Problem description: Copy the data from the line with "Put a point on every instance of the red" up to and including the line with "[(939, 359), (386, 409), (606, 386)]", changing every "saddle cloth" to "saddle blanket" and leaving everything else unchanged. Give only those lines.

Material for this task:
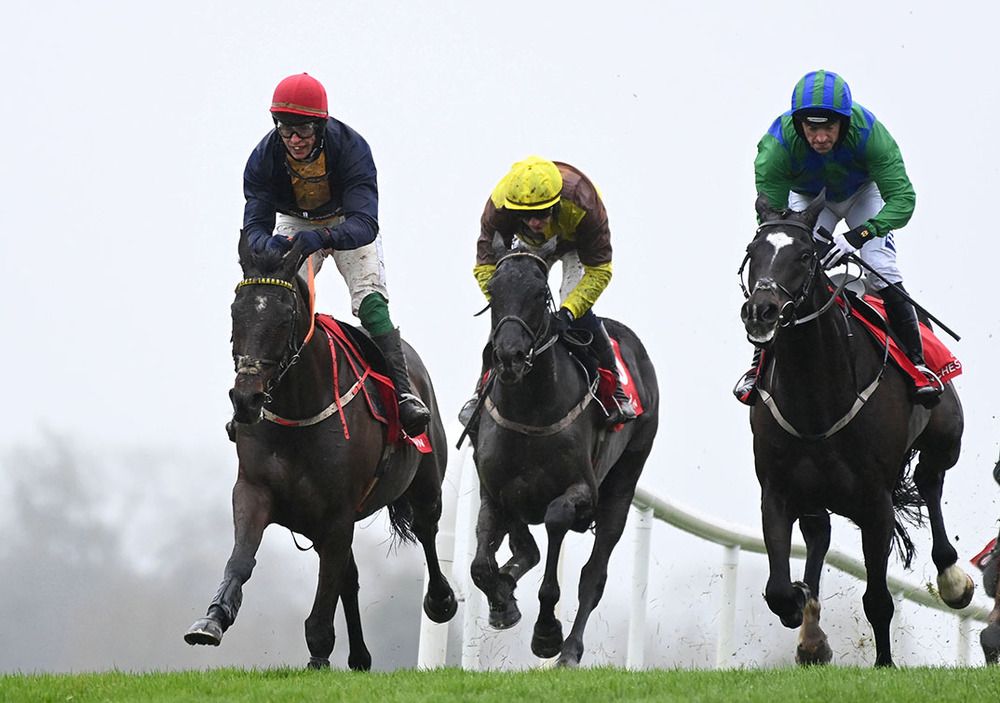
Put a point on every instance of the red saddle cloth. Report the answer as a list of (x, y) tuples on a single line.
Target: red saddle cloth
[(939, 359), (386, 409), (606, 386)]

--

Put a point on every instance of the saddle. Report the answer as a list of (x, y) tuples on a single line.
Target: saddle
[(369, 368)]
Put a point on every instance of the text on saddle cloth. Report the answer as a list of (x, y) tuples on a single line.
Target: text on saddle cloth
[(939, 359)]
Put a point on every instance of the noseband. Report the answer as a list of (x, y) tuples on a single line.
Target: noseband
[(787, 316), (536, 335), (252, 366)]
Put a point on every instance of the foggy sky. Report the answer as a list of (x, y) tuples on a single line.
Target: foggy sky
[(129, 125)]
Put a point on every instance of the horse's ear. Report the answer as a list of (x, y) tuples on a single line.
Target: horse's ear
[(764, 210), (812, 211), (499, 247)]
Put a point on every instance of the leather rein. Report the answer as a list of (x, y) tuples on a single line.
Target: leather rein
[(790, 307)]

Exercise solution:
Put a point on every instance of the red saddle blanket. Report the answer as a list of (x, y) tuples on a single line.
Target: red saddle blanket
[(939, 359), (386, 409), (606, 386)]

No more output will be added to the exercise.